> [PÁGINA]
• • • • • • •

MODELO INÉDITO NO RS

Como um grupo de moradores de Sapiranga ajudou a construir o plano de manejo da área de mata atlântica do Morro Ferrabraz

Documento definiu os usos da unidade de conservação, organizando o espaço em zonas de produção, habitação e conservação ambiental

Publicado em: 31/10/2023 07:02
Última atualização: 31/10/2023 12:22

Há cinco anos a Área de Relevante Interesse Ecológico (Arie) do Morro Ferrabraz se tornou uma unidade estadual de conservação de uso sustentável. A região de mata atlântica é patrimônio da biosfera, reconhecida pela Unesco, e protegida pela Constituição Federal. Por isso, Sapiranga tinha a missão de criar um plano de manejo para a área de 5.761 hectares.


Morro Ferrabraz é patrimônio da biosfera Foto: Divulgação

A boa notícia é que Sapiranga está prestes a concluir o tema de casa. Em agosto, foi dado início à construção do plano de manejo por meio de uma metodologia inédita. Moradores das oito localidades que integram a Arie uniram esforços e, com apoio de assessoria técnica, colocaram no papel o que esperam para o lugar onde vivem.

FIQUE BEM-INFORMADO: ENTRE NO CANAL DO JORNAL NH NO WHATSAPP

Assim, o grupo ajudou a fazer história, e fez de Sapiranga a primeira cidade gaúcha a usar o roteiro do Instituto Chico Mendes de Conservação da Biodiversidade (ICMBio) para fazer um plano de manejo municipal. O documento vai definir o conjunto de ações que serão adotadas para equilibrar o cuidado com o meio ambiente com o desenvolvimento socioeconômico sustentável.


Oficinas do plano de manejo da Arie Ferrabraz de Sapiranga Foto: Wa Ching/Divulgação

Agora, será transformado em um projeto de lei para ser levado ao Legislativo. Antes disso, nesta terça-feira (31), está marcada uma reunião para ajustar os últimos detalhes do texto. Áreas destinadas ao turismo e as regras de uso, como capacidade de ocupação de trilha e de áreas de camping, são pontos que o plano de manejo vai apontar.

O instrumento foi elaborado a partir da realização de oficinas coordenadas pelo doutor em ecologia, conservação e manejo de vida silvestre e professor da Universidade Federal do Rio Grande (Furg) Rodrigo Cambará Printes. A Furg venceu a licitação para executar o projeto com recursos do Fundo Municipal de Meio Ambiente.

• • • • • • •

> [ENTRADAS LISTADAS]
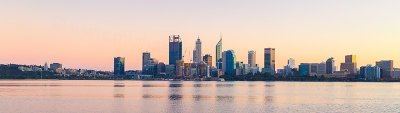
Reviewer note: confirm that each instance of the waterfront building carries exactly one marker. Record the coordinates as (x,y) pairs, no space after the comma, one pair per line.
(46,67)
(371,72)
(119,65)
(175,49)
(145,60)
(55,66)
(396,73)
(387,68)
(228,62)
(207,59)
(304,69)
(269,60)
(350,64)
(179,68)
(291,63)
(218,54)
(252,58)
(330,66)
(321,68)
(197,52)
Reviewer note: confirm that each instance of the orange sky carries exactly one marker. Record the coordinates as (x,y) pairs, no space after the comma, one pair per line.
(88,34)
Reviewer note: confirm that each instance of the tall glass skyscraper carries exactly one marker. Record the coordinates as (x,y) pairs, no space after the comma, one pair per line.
(145,60)
(229,62)
(269,60)
(119,66)
(197,52)
(218,54)
(175,49)
(330,66)
(252,58)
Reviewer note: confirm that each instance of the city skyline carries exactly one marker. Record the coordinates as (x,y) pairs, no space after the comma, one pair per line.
(93,36)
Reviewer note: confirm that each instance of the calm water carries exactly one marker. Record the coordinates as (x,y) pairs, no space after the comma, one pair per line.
(165,96)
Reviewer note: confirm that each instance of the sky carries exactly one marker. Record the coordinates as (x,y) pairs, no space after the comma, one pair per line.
(90,33)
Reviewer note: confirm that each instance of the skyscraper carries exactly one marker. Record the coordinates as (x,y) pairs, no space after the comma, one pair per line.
(291,63)
(387,68)
(321,68)
(46,67)
(197,52)
(208,59)
(370,72)
(119,65)
(252,58)
(228,62)
(145,60)
(350,64)
(330,66)
(304,69)
(175,49)
(218,54)
(269,60)
(55,66)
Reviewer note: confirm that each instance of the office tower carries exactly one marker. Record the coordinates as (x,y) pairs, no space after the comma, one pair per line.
(197,52)
(179,68)
(314,68)
(252,58)
(387,68)
(321,68)
(350,64)
(370,72)
(330,66)
(55,66)
(46,67)
(350,59)
(119,65)
(161,68)
(208,59)
(291,63)
(218,54)
(228,62)
(269,60)
(145,60)
(304,69)
(175,49)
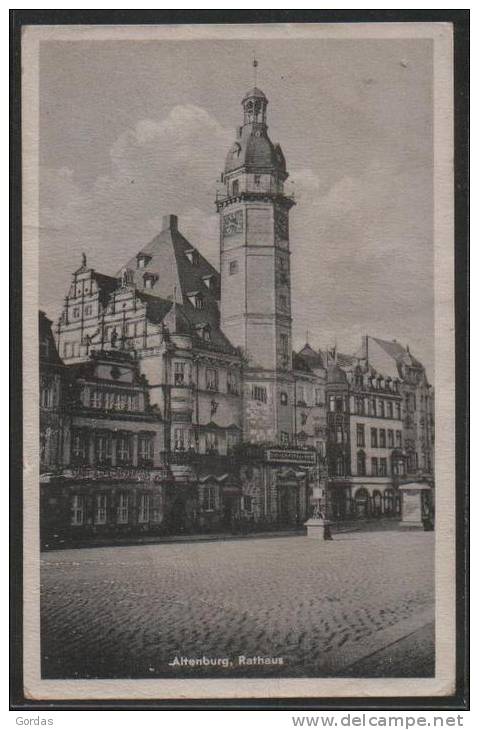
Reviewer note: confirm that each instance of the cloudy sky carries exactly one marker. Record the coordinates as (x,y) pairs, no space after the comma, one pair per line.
(130,131)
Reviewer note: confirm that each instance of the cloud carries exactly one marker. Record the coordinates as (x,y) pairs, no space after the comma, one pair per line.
(365,232)
(156,168)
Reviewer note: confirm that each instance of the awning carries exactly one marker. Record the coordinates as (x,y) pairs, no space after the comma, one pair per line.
(213,478)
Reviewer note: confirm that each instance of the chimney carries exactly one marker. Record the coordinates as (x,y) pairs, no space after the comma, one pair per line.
(170,222)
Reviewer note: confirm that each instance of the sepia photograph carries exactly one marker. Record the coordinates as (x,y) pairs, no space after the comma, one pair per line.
(238,307)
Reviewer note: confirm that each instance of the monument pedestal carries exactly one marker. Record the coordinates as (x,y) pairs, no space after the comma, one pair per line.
(412,515)
(315,527)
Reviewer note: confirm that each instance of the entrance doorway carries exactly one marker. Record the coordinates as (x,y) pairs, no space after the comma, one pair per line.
(361,499)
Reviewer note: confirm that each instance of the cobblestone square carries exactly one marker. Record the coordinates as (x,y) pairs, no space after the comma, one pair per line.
(322,608)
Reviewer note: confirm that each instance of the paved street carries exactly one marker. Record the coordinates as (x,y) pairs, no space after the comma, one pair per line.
(324,608)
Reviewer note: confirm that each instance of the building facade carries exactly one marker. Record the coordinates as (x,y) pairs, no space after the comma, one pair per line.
(181,404)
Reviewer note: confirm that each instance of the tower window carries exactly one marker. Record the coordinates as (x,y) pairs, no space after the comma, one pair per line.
(260,393)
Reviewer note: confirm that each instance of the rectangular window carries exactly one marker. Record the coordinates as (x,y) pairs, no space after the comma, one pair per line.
(259,393)
(123,448)
(79,447)
(209,498)
(46,399)
(360,435)
(122,509)
(211,379)
(179,439)
(78,509)
(212,442)
(100,509)
(232,382)
(103,449)
(283,344)
(144,509)
(145,450)
(179,369)
(96,399)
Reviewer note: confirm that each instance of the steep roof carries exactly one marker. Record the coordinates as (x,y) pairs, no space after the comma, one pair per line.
(313,358)
(176,266)
(395,350)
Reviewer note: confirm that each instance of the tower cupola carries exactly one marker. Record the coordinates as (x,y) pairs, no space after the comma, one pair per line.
(254,105)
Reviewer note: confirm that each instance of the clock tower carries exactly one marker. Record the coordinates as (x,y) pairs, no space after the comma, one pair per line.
(255,272)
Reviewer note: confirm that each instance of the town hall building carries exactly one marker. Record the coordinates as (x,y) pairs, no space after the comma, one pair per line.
(179,403)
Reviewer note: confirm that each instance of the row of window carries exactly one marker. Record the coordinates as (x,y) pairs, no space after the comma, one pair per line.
(367,406)
(182,440)
(260,393)
(114,400)
(122,507)
(379,466)
(109,448)
(393,440)
(181,376)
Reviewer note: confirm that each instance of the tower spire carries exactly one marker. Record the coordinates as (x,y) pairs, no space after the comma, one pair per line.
(255,67)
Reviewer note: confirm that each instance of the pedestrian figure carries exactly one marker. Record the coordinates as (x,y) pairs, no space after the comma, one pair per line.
(327,532)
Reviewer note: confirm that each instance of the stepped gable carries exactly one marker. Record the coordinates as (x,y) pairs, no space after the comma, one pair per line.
(48,349)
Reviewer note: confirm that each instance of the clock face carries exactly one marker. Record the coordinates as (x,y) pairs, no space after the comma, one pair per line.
(281,227)
(233,223)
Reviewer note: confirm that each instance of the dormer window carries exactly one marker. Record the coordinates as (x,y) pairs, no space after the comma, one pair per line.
(142,260)
(192,256)
(149,280)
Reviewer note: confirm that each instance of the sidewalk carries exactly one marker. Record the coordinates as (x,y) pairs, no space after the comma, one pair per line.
(366,525)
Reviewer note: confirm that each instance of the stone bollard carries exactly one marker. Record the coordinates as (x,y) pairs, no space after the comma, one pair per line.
(318,528)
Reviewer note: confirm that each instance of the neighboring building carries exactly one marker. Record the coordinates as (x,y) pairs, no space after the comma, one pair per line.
(380,428)
(202,363)
(51,383)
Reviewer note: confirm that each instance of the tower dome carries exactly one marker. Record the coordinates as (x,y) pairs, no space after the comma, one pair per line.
(253,149)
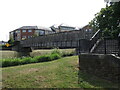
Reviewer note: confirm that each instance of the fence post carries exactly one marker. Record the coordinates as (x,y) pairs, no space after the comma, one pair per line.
(119,44)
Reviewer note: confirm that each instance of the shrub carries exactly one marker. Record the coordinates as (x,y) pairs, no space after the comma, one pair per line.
(26,60)
(55,56)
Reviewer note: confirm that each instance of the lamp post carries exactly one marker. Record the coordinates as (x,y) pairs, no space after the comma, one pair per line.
(119,44)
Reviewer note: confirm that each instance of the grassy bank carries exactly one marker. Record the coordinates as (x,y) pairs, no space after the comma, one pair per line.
(62,73)
(55,54)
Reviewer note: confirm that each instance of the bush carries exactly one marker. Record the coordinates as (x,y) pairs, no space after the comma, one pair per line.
(26,60)
(56,54)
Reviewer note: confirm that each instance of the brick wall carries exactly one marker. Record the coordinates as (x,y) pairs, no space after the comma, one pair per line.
(103,66)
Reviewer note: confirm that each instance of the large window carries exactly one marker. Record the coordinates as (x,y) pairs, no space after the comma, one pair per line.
(23,30)
(24,37)
(41,32)
(29,30)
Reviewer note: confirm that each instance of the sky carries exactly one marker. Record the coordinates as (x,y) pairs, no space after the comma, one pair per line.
(18,13)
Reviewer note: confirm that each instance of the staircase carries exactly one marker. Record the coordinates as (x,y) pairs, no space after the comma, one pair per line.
(108,46)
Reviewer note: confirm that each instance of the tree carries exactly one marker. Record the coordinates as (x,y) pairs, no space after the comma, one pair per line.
(11,41)
(108,20)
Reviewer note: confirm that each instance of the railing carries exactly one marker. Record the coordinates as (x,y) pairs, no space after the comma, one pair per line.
(111,46)
(94,39)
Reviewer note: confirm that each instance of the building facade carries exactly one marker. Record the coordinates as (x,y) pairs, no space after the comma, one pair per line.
(26,32)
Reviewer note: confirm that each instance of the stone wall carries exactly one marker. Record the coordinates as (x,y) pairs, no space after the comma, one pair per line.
(103,66)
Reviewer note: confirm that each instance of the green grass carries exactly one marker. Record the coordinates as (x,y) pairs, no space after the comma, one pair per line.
(14,54)
(61,73)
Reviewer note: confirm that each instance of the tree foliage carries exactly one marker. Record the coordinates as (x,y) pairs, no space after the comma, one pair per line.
(11,41)
(108,20)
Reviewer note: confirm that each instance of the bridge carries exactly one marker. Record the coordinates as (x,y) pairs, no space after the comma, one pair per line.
(83,41)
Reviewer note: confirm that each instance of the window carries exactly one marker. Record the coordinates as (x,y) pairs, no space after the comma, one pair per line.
(23,30)
(41,32)
(29,30)
(24,37)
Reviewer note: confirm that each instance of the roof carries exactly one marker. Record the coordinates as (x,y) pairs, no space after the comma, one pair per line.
(35,27)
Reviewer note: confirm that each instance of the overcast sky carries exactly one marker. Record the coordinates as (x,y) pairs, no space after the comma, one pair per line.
(17,13)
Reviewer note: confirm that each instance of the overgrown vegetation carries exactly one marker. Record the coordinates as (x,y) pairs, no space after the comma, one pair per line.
(55,54)
(108,20)
(61,73)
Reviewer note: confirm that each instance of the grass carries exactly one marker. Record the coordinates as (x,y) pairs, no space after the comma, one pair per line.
(61,73)
(14,54)
(55,54)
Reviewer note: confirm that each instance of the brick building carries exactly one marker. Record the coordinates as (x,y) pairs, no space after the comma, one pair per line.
(25,32)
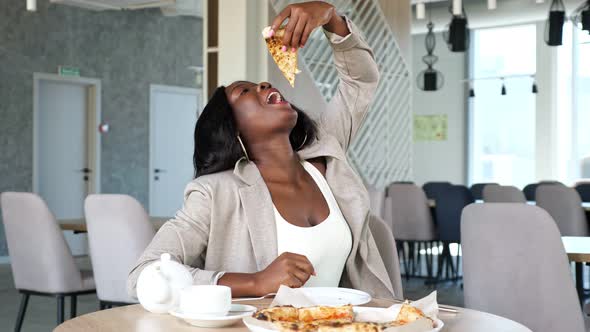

• • • • • • •

> [LISTA DE TAREFAS]
(1) Copie da reportagem sobre o Morro Ferrabraz tudo o que vai de "FIQUE BEM-INFORMADO: ENTRE" até "desenvolvimento socioeconômico sustentável.".
(2) Prossiga com a reportagem sobre o Morro Ferrabraz a partir da última frase apresentada.

> [RESPOSTAS DAS TAREFAS]
(1)
FIQUE BEM-INFORMADO: ENTRE NO CANAL DO JORNAL NH NO WHATSAPP

Assim, o grupo ajudou a fazer história, e fez de Sapiranga a primeira cidade gaúcha a usar o roteiro do Instituto Chico Mendes de Conservação da Biodiversidade (ICMBio) para fazer um plano de manejo municipal. O documento vai definir o conjunto de ações que serão adotadas para equilibrar o cuidado com o meio ambiente com o desenvolvimento socioeconômico sustentável.

(2)
Todos as ações feitas em prol da conservação do Ferrabraz passaram pelo Ministério Público, que instaurou um termo de ajuste de conduta (TAC) com Sapiranga e os municípios vizinhos de Araricá e Nova Hartz.

Segundo o promotor Michael Flach, o plano de manejo estava previsto no TAC firmado com a prefeitura sapiranguense. “É de suma importância a participação da comunidade na elaboração, tanto para ouvirem seus pontos e sugestões, como para também orientá-los da importância de preservar o patrimônio ambiental em que estão inseridos, para a atual e futuras gerações”, pondera Flach.


Oficinas do plano de manejo da Arie Ferrabraz de Sapiranga Foto: Wa Ching/Divulgação

Conforme a bióloga da Secretaria Municipal de Meio Ambiente e Preservação Ecológica (Semape) Maiara Oberherr, ao longo das discussões, os moradores foram percebendo que o plano não era algo ruim e que não limitaria as áreas de plantio. “O quanto que a gente ganhou com a participação da comunidade, ao trazer os moradores para perto, de ouvir os saberes que eles têm. Para a prefeitura foi um ganho muito grande”, descreve Maiara.

Como foram as oficinas

Um grupo de 40 pessoas ficou reunido no mês de setembro das 14 às 19 horas em um hotel, de segunda a sexta-feira, para definir os zoneamentos e as regras de uso dos territórios do Ferrabraz. Segundo Printes, a ideia inicial era fazer os encontros durante o dia inteiro, mas como os moradores precisavam tratar os animais, ficou acordado uma carga horária menor. No entanto, o envolvimento das pessoas surpreendeu aos técnicos. Tanto que inicialmente seriam 16 pessoas, sendo dois representantes por comunidade. “Mas a prefeitura recebeu a demanda de que mais pessoas queriam participar. Então foram abertas mais vagas”, conta.

Em rodas de conversa, trabalhos em grupos, leituras guiadas e com muita troca de ideias e informações, o grupo chegou a um consenso sobre o plano de manejo.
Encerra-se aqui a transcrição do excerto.